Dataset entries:
------

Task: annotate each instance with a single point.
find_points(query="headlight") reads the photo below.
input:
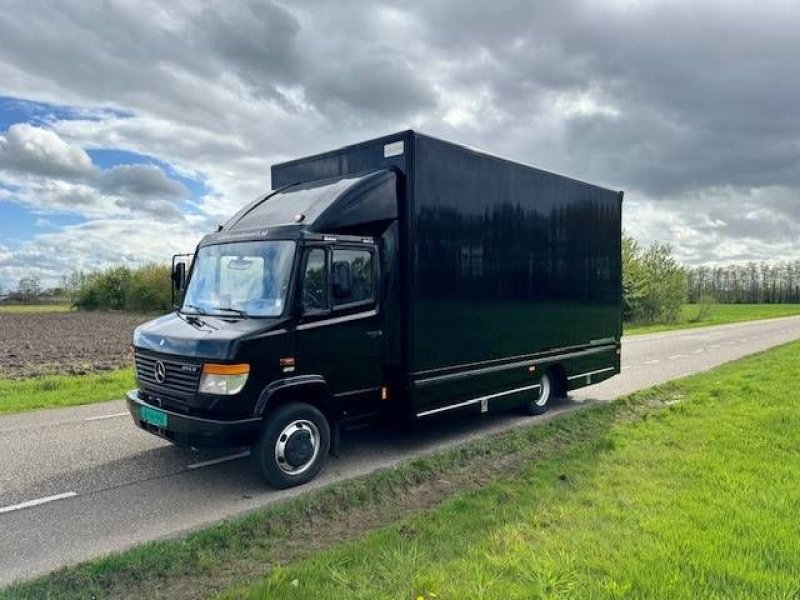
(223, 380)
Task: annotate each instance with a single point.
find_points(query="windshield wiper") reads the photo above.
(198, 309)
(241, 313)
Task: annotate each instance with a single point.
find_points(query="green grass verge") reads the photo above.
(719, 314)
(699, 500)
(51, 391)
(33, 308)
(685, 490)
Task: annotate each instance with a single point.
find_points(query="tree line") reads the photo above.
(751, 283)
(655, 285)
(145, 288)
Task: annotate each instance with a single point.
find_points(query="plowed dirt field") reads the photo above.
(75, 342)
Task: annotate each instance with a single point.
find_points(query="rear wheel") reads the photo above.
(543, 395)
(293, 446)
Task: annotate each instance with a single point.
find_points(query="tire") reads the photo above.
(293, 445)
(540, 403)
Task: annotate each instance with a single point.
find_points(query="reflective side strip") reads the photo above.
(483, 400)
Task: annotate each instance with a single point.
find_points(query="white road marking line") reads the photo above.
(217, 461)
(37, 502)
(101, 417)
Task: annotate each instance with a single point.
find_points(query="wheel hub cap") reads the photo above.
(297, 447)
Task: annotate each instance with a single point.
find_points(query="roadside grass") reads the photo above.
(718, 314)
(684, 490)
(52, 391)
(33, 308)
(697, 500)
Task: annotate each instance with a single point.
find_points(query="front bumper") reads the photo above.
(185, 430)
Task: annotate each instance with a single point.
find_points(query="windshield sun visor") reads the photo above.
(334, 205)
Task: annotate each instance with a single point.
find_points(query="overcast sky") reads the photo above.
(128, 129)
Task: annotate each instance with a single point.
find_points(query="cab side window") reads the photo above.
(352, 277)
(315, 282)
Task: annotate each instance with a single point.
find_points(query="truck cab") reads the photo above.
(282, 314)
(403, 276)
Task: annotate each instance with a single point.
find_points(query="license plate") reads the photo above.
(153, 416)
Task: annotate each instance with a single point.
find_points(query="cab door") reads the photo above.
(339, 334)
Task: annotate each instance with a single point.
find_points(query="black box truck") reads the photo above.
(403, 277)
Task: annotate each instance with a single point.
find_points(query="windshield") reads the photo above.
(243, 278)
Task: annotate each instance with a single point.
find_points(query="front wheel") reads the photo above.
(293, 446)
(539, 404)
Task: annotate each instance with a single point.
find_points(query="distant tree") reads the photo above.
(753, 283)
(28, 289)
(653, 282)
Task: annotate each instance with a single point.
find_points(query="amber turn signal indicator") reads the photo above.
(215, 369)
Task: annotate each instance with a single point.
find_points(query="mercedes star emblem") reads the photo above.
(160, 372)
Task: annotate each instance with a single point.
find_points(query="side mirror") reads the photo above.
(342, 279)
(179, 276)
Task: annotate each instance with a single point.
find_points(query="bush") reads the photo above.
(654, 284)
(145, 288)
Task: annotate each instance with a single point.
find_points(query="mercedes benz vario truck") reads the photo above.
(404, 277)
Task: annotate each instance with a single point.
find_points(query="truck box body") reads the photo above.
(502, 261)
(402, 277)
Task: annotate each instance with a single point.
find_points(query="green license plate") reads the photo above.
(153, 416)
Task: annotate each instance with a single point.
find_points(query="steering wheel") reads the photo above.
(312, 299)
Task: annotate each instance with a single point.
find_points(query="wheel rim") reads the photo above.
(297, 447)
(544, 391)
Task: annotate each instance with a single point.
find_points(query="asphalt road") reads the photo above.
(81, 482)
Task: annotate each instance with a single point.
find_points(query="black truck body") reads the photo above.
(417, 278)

------

You are asked to reproduce each line above exactly, but to exclude the pictures.

Task: annotate each instance with a single point.
find_points(query="headlight") reads the photo below.
input:
(223, 380)
Task: annotate each instance with a single point.
find_points(query="windshield wiper") reads the photo above.
(198, 309)
(241, 313)
Task: annotate each instance with a single point.
find_points(query="green grass verge") reads the photo above.
(719, 314)
(699, 500)
(51, 391)
(33, 308)
(685, 490)
Task: annotate each instance with a single point.
find_points(query="tree line") reads the photo above.
(751, 283)
(655, 285)
(145, 288)
Task: annotate each instance with a single point.
find_points(query="plowed dirt field") reads the photo above.
(75, 342)
Task: annotate each instance with a single point.
find_points(query="rear wheel") reads the photo above.
(543, 395)
(293, 446)
Task: annotate each instance with a single point.
find_points(query="tire") reads the photo above.
(293, 445)
(540, 403)
Task: annotate each instance with a single point.
find_points(query="reflective side strip") reads the photo above.
(483, 400)
Task: annotate each instance with a single point.
find_points(query="white road marking line") reads the photo above.
(217, 461)
(37, 502)
(101, 417)
Task: annotate each instance with a single point.
find_points(query="wheel hub cap") reads the photo above.
(297, 447)
Task: annotate each instance with a single point.
find_points(query="roadside grass") reads the photo above.
(718, 314)
(684, 490)
(52, 391)
(33, 308)
(697, 500)
Task: annotate each instance with a single point.
find_points(query="front bumper") reads the photo above.
(185, 430)
Task: annotate each instance with a single point.
find_points(query="windshield sun visor") reads the photo above.
(334, 205)
Task: annotate each instance with a single point.
find_points(query="overcast sky") reads the photo above.
(128, 129)
Task: annotate each instance with a single point.
find_points(query="cab side window") reads the photo above.
(352, 277)
(315, 282)
Task: annotate each instance with a single point.
find_points(query="truck cab") reads the photo above.
(282, 314)
(403, 276)
Task: annotate each instance with a single point.
find_points(query="license plate") reads the photo above.
(153, 416)
Task: annotate each instance with a single point.
find_points(query="cab door") reads the photo above.
(339, 334)
Task: annotate each instance with a single point.
find_points(query="black box truck") reads the photo above.
(403, 277)
Task: annotate each instance with a single point.
find_points(query="windshield") reads the photo above.
(243, 278)
Task: annotate each instance with a single point.
find_points(query="front wheel") reads the photo above.
(293, 446)
(539, 404)
Task: annotate each instance with a single point.
find_points(query="distant tree") reads the photo above.
(753, 283)
(28, 289)
(653, 282)
Task: annotate each instance with a single point.
find_points(query="amber turn signal indicator") reads the photo above.
(215, 369)
Task: annotate each instance with a single point.
find_points(query="mercedes star emblem") reads the photo above.
(160, 372)
Task: annotate each instance with a single point.
find_points(query="side mirror") reads the photo above.
(342, 279)
(179, 276)
Task: annotate each instance with a single point.
find_points(query="bush") reads the photo above.
(654, 284)
(145, 288)
Task: annotate each instance with a single point.
find_points(query="mercedes benz vario truck") reads the photo above.
(404, 277)
Task: annotate each instance with a single point.
find_points(query="truck box body") reads the photo above.
(502, 261)
(402, 277)
Task: annotate each instance with a single point.
find_points(query="green license plate") reads the photo above.
(153, 416)
Task: annotate each instance with a single point.
find_points(query="steering wheel") reads the photo above.
(312, 299)
Task: annotate each instance with a single point.
find_points(query="wheel rim") reads the photo above.
(297, 447)
(544, 391)
Task: annotate each instance with a single point.
find_points(query="asphalt road") reads the photo above.
(81, 482)
Task: annotate each instance with a single point.
find_points(query="black truck body") reads the photo above.
(417, 278)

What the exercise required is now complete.